> Descripción de la tarea
Cambia "framed artwork" por "framed painting" en las líneas del listado que van desde la que contiene "# test: locate() drops one marker on the framed" hasta el final del listado, ambos extremos incluidos. Reproduce únicamente esas líneas, sin ninguna otra modificación.

[Entradas almacenadas]
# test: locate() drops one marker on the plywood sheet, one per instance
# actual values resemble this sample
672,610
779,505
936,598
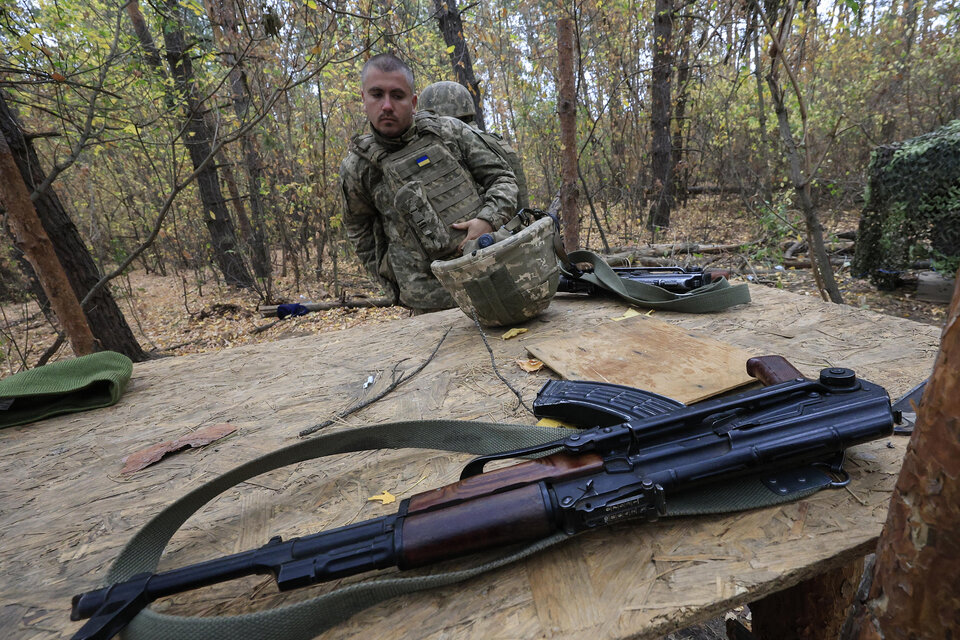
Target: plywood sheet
648,354
66,510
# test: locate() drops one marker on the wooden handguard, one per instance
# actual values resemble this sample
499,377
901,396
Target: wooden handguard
519,515
492,509
772,370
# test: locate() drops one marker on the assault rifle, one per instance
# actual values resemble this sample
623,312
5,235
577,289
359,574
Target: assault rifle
644,450
675,279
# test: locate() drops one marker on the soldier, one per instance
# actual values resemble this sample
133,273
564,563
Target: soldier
417,186
454,100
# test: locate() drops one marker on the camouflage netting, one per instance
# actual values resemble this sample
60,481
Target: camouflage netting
912,209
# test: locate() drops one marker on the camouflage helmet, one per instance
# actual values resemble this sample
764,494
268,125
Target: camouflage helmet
507,282
448,99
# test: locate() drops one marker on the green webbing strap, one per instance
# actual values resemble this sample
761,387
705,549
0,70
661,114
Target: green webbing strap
307,619
715,296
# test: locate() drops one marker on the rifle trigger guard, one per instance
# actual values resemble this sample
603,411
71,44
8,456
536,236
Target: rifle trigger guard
835,467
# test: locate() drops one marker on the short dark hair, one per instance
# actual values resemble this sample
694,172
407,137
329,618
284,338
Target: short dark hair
387,62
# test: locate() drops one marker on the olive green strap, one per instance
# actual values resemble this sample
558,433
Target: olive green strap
307,619
709,298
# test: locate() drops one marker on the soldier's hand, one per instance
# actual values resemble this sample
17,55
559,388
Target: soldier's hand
474,227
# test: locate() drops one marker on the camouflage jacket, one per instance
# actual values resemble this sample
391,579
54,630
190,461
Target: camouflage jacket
383,238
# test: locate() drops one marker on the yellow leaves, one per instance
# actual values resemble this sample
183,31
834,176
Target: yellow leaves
383,498
629,313
529,365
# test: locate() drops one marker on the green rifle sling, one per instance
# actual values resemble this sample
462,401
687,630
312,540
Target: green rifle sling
307,619
716,296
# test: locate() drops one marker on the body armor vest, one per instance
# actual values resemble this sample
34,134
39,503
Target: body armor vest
431,188
502,148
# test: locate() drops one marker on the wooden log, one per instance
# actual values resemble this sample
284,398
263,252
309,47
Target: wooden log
811,610
270,310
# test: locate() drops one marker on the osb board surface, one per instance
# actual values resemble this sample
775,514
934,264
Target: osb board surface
65,511
634,352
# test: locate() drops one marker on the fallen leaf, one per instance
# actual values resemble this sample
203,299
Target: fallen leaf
629,313
530,365
385,498
201,437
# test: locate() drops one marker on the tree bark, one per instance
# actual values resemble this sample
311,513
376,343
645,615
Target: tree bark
104,317
31,238
451,28
801,169
567,109
815,609
661,156
916,581
197,139
680,112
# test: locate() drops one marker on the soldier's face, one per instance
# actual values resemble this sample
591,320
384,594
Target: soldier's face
389,101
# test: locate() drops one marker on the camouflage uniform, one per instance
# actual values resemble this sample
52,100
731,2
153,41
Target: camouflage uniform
452,99
394,246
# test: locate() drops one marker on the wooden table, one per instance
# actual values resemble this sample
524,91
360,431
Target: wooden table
65,511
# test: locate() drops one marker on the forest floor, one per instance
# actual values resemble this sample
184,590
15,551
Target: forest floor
181,313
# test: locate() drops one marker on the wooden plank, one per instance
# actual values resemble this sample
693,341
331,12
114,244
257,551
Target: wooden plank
67,512
648,354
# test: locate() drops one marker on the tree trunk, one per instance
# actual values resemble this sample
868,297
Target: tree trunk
567,109
683,80
661,156
801,169
451,28
31,238
104,317
800,177
916,581
197,140
223,16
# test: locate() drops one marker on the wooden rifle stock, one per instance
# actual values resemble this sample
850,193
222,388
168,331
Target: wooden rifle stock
772,370
500,507
644,448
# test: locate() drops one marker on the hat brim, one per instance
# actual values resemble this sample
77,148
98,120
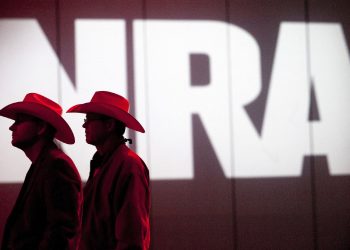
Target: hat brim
63,131
106,110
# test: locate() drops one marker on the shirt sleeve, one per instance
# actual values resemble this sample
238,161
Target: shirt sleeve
132,221
63,197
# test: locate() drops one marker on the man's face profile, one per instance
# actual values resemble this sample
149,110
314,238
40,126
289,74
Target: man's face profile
95,128
25,131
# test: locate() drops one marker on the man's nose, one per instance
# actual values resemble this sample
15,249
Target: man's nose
12,127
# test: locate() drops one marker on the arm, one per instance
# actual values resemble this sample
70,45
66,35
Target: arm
63,197
132,221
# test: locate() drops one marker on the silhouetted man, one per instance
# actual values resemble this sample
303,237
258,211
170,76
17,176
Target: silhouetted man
47,213
116,195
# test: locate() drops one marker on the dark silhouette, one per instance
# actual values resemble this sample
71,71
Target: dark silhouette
47,212
116,195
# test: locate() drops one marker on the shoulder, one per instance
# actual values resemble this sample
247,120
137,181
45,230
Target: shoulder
129,158
58,164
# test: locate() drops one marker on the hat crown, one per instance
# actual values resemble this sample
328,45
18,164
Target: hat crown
111,99
44,101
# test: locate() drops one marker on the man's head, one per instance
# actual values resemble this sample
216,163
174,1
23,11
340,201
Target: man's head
106,114
27,130
37,114
100,127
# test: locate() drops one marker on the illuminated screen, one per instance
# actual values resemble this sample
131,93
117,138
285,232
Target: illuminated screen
244,103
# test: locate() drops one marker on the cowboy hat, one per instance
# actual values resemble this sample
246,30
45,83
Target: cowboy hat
109,104
45,109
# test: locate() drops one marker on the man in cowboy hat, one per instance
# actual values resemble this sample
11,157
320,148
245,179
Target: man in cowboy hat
116,195
47,212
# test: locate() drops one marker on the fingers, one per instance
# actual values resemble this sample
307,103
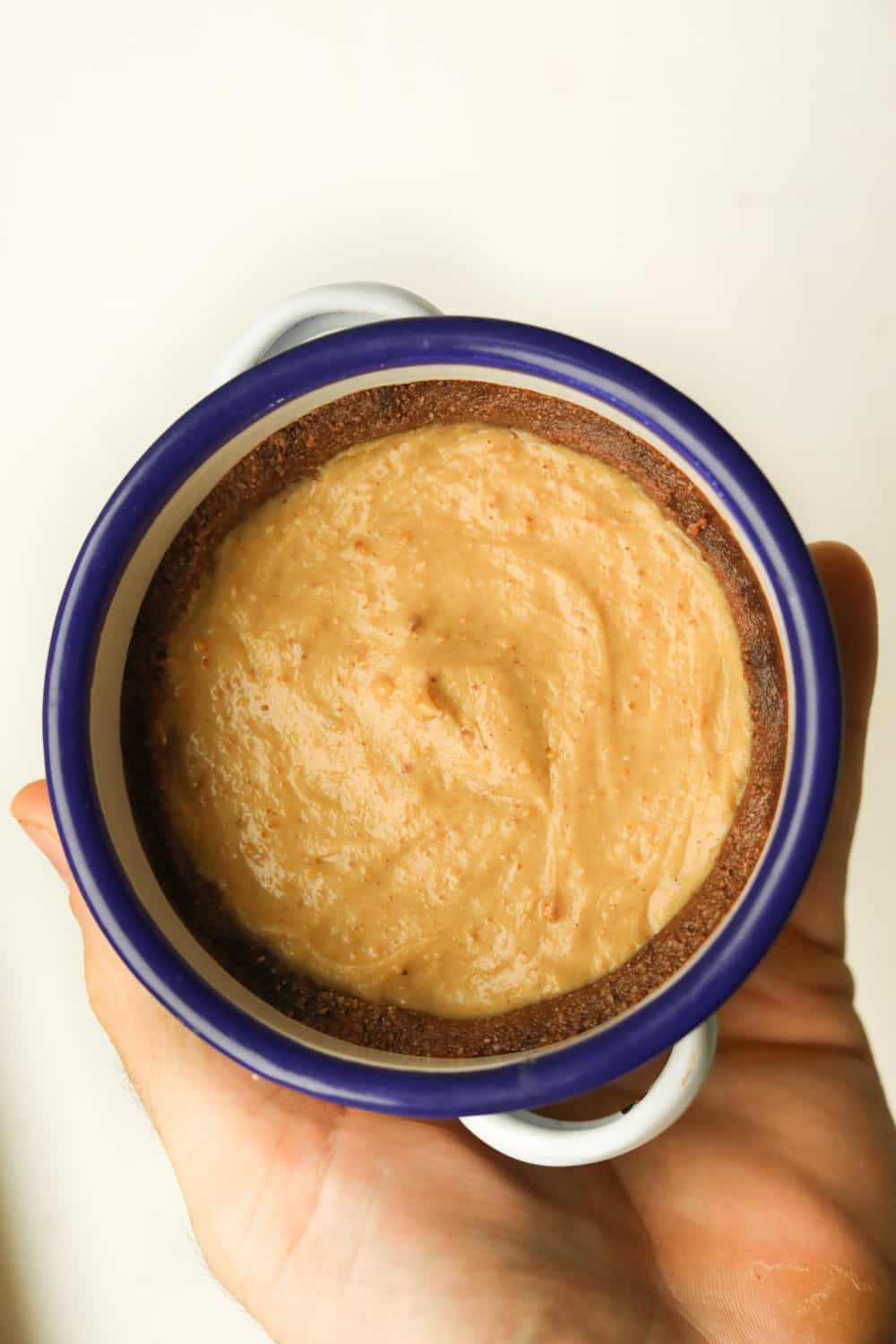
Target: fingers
166,1062
850,599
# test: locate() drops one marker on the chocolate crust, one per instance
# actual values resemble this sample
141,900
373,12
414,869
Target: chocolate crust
297,452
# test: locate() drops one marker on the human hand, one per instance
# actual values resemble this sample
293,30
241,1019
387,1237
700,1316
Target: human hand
766,1214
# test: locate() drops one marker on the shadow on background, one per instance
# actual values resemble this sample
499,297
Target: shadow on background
18,1322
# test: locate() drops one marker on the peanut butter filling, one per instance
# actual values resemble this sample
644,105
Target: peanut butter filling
457,725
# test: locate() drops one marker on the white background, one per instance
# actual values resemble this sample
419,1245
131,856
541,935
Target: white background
704,187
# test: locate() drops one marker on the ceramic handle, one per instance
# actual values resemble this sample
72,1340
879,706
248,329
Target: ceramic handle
520,1133
314,312
563,1142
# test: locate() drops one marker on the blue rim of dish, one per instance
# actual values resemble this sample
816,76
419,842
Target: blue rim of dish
728,475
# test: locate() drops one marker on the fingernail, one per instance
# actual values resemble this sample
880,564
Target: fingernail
48,846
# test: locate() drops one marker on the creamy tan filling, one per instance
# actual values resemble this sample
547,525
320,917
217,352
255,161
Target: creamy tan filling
457,725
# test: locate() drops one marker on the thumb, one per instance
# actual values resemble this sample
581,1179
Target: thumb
31,809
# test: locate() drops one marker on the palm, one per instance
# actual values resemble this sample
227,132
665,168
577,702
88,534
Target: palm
747,1220
762,1215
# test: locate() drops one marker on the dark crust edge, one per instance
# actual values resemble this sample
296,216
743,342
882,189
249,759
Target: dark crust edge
297,452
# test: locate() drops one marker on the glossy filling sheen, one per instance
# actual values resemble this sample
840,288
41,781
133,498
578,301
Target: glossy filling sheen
457,725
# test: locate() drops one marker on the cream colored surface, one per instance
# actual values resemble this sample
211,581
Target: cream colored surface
704,206
458,725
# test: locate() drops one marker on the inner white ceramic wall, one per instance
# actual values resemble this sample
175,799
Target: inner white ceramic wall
116,636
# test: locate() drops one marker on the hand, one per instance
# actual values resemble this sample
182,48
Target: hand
766,1214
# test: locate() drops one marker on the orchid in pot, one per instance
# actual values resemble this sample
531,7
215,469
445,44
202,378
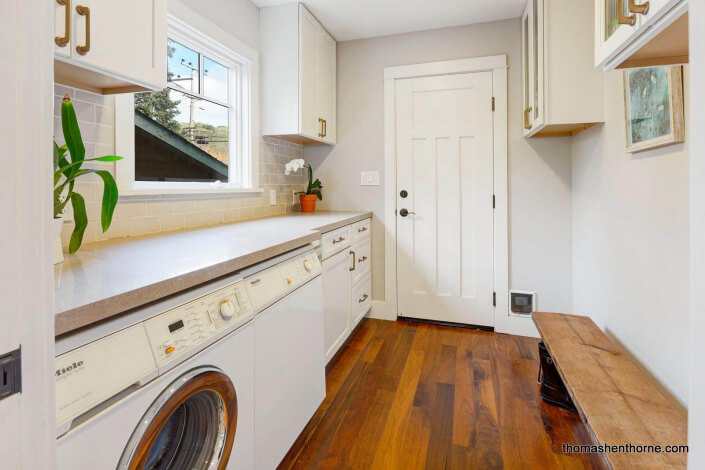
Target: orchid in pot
313,190
66,171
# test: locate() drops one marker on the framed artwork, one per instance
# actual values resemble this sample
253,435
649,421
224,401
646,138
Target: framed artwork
653,105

> Resultado de la tarea
# test: locate() drops one marker on the framed painting, one per instance
# actual values resemble this sample
253,435
649,421
224,401
646,138
Target: framed painting
653,105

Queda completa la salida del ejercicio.